SET TASK:
Extract every line from the entries below that contains the string "Running". Matches must have the same capitalization.

GIVEN DATA:
-- Start --
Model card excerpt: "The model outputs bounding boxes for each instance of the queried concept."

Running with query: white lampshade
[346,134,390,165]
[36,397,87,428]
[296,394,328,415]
-- End --
-- Start --
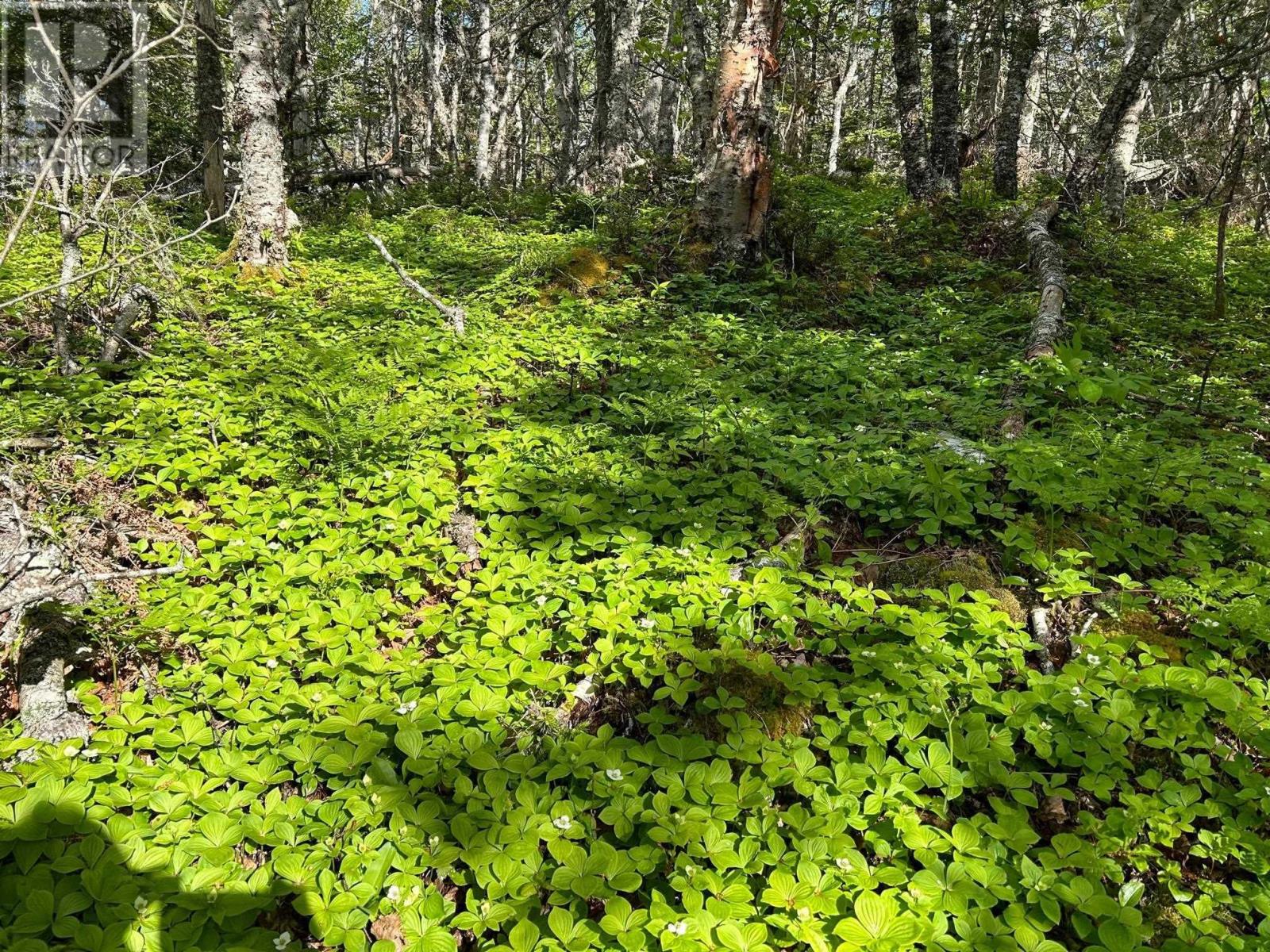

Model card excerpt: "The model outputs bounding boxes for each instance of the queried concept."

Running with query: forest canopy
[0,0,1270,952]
-- End --
-- Start --
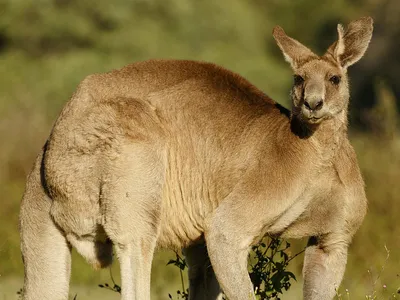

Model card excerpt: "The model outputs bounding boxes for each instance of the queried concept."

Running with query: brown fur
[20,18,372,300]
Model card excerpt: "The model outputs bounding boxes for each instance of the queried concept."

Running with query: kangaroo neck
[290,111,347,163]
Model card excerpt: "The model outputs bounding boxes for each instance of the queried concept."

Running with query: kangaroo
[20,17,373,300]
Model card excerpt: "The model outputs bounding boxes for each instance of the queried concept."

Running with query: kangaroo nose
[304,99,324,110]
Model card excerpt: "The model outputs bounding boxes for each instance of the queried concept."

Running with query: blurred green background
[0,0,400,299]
-- End --
COMPLETE RESPONSE:
Running with query: white lampshade
Running with query: forest canopy
Running with query: brown fur
Running with query: kangaroo neck
Running with query: kangaroo
Running with query: kangaroo nose
Running with query: blurred green background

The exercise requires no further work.